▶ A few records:
((
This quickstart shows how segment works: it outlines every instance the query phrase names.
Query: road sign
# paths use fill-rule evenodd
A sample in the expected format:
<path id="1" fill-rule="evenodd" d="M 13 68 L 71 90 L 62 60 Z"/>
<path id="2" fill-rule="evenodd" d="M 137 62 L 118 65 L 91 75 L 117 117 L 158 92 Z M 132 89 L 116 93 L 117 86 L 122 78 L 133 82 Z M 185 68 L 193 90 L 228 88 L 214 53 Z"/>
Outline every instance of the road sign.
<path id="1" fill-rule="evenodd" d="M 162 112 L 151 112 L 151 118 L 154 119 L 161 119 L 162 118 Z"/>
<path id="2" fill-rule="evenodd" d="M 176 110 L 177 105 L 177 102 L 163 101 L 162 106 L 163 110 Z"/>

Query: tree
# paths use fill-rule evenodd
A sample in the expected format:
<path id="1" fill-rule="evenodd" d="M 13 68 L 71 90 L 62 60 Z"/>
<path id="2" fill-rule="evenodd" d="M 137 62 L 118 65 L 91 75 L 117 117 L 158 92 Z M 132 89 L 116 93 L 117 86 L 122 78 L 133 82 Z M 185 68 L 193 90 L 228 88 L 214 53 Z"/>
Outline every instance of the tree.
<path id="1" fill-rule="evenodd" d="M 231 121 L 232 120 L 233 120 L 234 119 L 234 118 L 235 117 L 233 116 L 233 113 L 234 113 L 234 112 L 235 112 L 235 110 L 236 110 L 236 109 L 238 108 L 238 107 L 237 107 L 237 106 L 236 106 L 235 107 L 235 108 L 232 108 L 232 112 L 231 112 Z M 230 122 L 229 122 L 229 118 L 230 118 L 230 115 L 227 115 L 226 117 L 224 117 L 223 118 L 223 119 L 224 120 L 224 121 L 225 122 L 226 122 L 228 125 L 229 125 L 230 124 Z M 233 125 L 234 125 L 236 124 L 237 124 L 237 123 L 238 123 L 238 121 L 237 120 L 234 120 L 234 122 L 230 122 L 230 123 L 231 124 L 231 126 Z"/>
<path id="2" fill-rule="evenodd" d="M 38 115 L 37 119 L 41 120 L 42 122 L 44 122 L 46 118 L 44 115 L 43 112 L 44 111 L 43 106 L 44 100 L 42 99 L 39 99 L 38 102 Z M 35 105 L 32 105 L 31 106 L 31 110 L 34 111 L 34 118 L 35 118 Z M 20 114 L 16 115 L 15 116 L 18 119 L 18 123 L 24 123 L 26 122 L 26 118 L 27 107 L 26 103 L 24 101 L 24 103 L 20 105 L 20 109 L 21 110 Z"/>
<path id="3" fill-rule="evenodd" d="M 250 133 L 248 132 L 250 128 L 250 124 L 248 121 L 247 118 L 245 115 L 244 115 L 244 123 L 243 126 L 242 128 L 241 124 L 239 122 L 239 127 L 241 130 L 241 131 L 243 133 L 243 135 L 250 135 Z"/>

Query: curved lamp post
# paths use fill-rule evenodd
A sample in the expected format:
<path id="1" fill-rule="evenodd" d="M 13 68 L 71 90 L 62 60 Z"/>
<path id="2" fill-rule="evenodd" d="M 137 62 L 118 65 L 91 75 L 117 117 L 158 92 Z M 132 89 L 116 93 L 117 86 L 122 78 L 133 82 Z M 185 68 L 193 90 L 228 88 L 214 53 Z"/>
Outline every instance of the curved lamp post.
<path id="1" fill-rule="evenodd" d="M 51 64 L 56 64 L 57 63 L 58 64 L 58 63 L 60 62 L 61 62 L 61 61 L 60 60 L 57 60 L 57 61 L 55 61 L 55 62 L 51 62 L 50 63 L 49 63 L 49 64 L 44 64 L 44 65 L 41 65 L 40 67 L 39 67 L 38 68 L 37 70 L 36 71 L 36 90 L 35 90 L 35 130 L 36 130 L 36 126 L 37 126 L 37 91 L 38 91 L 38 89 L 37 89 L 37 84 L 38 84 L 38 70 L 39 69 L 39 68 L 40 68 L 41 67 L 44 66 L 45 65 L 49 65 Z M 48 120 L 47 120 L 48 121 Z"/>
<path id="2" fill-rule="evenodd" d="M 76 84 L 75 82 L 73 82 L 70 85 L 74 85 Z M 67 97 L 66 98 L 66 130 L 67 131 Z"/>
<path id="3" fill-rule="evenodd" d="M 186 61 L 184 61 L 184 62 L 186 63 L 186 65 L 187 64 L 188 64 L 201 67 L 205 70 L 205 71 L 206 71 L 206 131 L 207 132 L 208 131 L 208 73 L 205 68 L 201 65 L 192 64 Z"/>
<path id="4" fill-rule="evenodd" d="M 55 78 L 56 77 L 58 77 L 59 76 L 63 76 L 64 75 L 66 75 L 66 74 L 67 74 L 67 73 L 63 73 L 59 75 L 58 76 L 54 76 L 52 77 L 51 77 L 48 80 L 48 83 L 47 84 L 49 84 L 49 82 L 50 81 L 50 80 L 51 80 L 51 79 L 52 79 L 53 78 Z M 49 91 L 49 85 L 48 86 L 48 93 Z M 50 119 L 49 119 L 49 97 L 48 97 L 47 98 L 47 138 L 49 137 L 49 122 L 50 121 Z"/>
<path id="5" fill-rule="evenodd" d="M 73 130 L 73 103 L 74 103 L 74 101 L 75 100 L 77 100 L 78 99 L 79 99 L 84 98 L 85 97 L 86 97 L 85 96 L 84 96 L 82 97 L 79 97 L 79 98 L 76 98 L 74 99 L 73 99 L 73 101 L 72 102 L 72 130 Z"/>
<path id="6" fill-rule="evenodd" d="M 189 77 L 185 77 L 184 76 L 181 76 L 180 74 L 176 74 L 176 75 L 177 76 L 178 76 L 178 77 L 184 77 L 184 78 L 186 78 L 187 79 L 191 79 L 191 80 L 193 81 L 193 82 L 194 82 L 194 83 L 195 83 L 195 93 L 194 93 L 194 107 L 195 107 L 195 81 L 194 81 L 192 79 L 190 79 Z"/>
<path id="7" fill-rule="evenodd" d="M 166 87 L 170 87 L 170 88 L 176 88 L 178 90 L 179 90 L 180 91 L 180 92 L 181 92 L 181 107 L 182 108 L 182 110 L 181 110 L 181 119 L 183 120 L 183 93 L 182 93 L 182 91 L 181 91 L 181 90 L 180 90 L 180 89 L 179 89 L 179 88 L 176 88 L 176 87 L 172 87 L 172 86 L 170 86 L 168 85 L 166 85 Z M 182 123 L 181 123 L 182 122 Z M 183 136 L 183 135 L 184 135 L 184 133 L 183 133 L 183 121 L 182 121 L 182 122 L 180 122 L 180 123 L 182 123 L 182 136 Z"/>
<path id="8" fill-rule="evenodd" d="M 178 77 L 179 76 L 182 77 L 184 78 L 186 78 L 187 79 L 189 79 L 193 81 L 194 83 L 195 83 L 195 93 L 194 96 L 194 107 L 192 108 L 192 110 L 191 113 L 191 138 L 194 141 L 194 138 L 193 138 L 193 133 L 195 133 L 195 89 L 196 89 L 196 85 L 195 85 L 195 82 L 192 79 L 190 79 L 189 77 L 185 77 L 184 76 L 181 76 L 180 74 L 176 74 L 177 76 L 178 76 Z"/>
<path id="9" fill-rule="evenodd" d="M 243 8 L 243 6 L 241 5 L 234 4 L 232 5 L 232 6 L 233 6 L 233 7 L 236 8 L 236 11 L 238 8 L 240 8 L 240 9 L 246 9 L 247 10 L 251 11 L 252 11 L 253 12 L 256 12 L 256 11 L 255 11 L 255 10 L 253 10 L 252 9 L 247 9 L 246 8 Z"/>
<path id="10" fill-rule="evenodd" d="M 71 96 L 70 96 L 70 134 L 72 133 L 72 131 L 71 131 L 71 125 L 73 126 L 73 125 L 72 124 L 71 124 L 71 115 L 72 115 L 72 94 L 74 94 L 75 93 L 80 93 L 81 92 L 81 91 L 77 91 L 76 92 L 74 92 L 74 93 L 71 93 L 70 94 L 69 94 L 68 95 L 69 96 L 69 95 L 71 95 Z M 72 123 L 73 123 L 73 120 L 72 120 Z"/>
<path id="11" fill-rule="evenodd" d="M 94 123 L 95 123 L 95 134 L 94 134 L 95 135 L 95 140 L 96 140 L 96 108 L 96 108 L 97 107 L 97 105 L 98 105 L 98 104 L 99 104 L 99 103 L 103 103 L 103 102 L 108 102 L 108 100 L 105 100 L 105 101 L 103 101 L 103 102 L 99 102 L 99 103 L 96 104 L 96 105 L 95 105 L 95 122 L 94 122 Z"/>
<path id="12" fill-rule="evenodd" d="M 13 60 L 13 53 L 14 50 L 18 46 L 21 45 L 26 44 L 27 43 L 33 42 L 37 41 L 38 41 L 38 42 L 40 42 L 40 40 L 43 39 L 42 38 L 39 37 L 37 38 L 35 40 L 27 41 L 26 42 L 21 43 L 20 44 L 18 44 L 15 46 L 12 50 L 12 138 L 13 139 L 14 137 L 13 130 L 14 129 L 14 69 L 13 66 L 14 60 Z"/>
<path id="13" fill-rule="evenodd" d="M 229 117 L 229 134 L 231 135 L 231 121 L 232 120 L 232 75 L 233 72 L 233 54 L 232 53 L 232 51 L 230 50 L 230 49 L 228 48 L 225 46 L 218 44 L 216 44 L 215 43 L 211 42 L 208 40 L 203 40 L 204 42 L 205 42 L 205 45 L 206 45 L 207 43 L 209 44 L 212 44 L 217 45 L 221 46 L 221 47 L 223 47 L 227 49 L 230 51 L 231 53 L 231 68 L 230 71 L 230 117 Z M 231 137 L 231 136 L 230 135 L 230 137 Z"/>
))
((
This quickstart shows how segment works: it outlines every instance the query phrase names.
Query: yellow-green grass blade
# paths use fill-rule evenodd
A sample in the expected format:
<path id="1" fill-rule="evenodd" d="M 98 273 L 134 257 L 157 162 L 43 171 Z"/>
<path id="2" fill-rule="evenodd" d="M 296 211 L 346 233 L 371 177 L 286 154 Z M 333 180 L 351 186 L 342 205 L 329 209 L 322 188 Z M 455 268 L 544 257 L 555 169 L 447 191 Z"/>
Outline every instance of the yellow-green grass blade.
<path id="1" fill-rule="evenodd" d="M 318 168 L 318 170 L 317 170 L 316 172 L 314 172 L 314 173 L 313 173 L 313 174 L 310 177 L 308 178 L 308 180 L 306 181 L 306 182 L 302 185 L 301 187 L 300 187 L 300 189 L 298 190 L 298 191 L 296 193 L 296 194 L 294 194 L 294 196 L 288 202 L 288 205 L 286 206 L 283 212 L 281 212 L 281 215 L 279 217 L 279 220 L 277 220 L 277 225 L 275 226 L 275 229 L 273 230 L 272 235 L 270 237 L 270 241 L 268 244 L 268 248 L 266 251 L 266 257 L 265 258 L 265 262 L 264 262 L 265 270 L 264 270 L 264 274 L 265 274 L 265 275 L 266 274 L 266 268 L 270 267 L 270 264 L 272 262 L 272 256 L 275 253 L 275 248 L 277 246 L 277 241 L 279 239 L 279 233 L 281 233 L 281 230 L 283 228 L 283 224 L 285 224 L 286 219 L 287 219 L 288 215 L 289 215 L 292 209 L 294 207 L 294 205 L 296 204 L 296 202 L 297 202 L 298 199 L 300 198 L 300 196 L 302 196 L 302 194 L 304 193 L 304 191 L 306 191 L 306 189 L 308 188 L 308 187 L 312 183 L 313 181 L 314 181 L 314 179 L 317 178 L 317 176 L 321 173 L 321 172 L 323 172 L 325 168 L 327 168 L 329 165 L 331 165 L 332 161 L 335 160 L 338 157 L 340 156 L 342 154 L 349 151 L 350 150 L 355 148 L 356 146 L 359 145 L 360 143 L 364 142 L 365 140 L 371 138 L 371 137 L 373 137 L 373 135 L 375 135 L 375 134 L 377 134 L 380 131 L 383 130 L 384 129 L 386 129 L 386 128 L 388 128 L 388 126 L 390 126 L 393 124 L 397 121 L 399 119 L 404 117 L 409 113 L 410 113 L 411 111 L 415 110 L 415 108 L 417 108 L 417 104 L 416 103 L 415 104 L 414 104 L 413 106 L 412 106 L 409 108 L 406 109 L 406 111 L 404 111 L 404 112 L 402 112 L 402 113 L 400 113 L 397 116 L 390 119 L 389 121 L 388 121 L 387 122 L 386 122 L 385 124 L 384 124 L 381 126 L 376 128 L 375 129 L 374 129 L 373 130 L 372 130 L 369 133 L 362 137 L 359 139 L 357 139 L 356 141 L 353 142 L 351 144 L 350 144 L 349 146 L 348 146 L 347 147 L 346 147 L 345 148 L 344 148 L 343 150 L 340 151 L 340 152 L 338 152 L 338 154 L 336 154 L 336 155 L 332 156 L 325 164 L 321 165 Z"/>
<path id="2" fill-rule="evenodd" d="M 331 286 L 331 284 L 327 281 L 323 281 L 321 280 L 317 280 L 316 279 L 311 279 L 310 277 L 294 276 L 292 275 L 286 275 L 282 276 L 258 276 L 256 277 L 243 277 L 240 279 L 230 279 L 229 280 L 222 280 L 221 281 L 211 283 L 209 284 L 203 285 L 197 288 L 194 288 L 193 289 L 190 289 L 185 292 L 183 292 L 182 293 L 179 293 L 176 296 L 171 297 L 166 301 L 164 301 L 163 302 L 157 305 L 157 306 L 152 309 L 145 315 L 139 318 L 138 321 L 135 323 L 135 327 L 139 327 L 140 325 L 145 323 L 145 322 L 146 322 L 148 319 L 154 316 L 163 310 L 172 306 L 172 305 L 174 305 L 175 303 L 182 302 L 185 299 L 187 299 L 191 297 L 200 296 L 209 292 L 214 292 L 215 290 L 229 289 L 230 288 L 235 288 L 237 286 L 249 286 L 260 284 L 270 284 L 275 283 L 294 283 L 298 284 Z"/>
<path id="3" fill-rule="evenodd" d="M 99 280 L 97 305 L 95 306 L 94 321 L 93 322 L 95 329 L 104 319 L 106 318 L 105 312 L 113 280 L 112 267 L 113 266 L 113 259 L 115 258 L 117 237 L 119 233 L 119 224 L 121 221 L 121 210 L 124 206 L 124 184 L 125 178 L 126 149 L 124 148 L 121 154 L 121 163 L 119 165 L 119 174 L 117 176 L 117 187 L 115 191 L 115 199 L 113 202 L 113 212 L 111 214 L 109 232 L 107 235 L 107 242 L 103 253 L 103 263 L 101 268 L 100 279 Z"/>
))
((
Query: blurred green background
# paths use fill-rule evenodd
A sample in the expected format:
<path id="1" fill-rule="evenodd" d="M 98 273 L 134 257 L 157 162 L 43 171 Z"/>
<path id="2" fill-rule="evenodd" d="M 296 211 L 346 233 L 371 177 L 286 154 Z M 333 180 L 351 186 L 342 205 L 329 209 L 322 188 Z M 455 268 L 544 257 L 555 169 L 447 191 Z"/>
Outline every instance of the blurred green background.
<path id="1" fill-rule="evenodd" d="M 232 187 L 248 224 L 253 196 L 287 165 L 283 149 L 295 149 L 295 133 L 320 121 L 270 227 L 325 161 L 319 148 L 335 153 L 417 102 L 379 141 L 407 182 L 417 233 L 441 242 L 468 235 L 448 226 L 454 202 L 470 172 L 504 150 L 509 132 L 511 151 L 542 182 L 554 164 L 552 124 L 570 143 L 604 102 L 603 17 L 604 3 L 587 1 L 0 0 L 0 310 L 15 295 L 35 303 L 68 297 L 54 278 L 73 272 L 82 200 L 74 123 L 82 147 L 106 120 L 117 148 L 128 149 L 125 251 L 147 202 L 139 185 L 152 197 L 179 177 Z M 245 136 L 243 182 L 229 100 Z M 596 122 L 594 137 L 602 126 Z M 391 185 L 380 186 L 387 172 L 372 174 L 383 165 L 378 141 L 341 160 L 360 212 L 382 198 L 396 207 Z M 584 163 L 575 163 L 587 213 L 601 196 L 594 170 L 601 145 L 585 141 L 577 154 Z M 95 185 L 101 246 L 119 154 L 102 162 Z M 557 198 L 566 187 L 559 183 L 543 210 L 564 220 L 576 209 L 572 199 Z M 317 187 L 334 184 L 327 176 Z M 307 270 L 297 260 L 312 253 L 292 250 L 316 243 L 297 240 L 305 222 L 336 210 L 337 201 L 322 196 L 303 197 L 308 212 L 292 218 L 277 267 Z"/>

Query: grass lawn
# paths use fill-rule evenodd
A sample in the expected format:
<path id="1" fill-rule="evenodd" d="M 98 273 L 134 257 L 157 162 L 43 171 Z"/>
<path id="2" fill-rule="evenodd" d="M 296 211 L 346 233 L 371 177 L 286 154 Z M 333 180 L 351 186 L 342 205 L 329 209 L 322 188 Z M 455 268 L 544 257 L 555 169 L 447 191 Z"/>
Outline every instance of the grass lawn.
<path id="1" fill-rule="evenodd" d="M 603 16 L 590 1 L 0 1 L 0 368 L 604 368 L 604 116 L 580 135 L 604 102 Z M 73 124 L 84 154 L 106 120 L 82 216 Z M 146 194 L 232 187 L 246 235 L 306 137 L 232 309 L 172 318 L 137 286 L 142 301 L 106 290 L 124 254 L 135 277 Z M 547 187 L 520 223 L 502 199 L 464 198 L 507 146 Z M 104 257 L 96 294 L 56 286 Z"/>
))
▶ Objective:
Which lines in the records above contain the string "blade"? Copy each of them out in full.

▶ Full response:
Query: yellow-green grass blade
Outline every instance of the yellow-green grass blade.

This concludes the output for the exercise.